#### Given passage
Chairman of the Council of Ministers Head of Government
- In office 26 May 1988 – 21 February 1989
- President: Mohammad Najibullah
- Preceded by: Sultan Ali Keshtmand
- Succeeded by: Sultan Ali Keshtmand

Deputy Chancellor of Afghanistan
- In office 2 August 1973 – 1975
- Chancellor: Mohammad Daud Khan

Personal details
- Born: 17 July 1925 (age 101) Anar Dara District, Emirate of Afghanistan
- Party: Independent

= Mohammad Hasan Sharq =

Prime Minister of Afghanistan

Mohammad Hasan Sharq (Dari/محمد حسن شرق, born 17 July 1925) is an Afghan former communist politician (belonging to the Parcham faction of the People's Democratic Party of Afghanistan (PDPA)) who was active in the communist government of Afghanistan. Sharq became Chairman of the Council of Ministers – the government of the Soviet-backed Democratic Republic of Afghanistan. He was selected as a compromise candidate after a loya jirga ratified a new constitution in 1987. However, the power of his office was relatively slight compared with the powers held by the presidency.

== Career ==
Sharq served as spokesman for earlier Chairman of the Council of Ministers Mohammad Daoud Khan during the Kingdom of Afghanistan. When Daoud took over the cabinet posts of Prime Minister, Defense Minister and Foreign Minister, he appointed Sharq as his Deputy Prime Minister. Sharq was Deputy Prime Minister from 1973 to 1975 and First Deputy Prime Minister from 1975 to 1978. He was also Daoud's Minister of Finance from 1975 to about 1976. He also served as spokesman for then prime minister Daud Khan and his Milli Ghurzang Party, as well as being the Afghan ambassador to Japan.

In March 1986, Afghan foreign minister Abdul Wakil invited mujahideen leaders, former king Zahir Shah and ex-ministers from previous governments to join a government of national unity. The new parliament that convened on May 30, 1989, two weeks after the Geneva Accords became effective and the beginning of the Soviet troop withdrawal in 1989, consisted of 184 lower-house deputies and 115 senators; 62 house and 82 senate seats were left vacant for the resistance "opposition". As a compromise candidate, Sharq was selected by President Mohammad Najibullah to be the new Chairman of the Council of Ministers, replacing Sultan Ali Keshtmand. The appointment was intended dramatically to reinforce the point that the People's Democratic Party of Afghanistan (PDPA) was going to take a backseat. The new constitution, however, vested key powers in the presidency and Najibullah did not give up that central role.

#### Dataset
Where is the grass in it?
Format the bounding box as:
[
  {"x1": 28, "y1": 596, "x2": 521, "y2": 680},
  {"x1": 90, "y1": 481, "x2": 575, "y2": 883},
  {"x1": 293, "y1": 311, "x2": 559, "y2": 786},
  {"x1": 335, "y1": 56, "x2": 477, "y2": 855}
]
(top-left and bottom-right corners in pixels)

#### Problem details
Summarize the article on Mohammad Hasan Sharq in two sentences. You can complete the work without consulting the records.

#### Solution to the exercise
Mohammad Hasan Sharq, born 17 July 1925, is a former Afghan communist politician of the Parcham faction of the PDPA who served Mohammad Daoud Khan as spokesman, Deputy Prime Minister from 1973 to 1975, First Deputy Prime Minister from 1975 to 1978, and Minister of Finance. President Mohammad Najibullah later selected him as a compromise candidate to replace Sultan Ali Keshtmand as Chairman of the Council of Ministers, but the new constitution vested key powers in the presidency, and Najibullah kept that central role.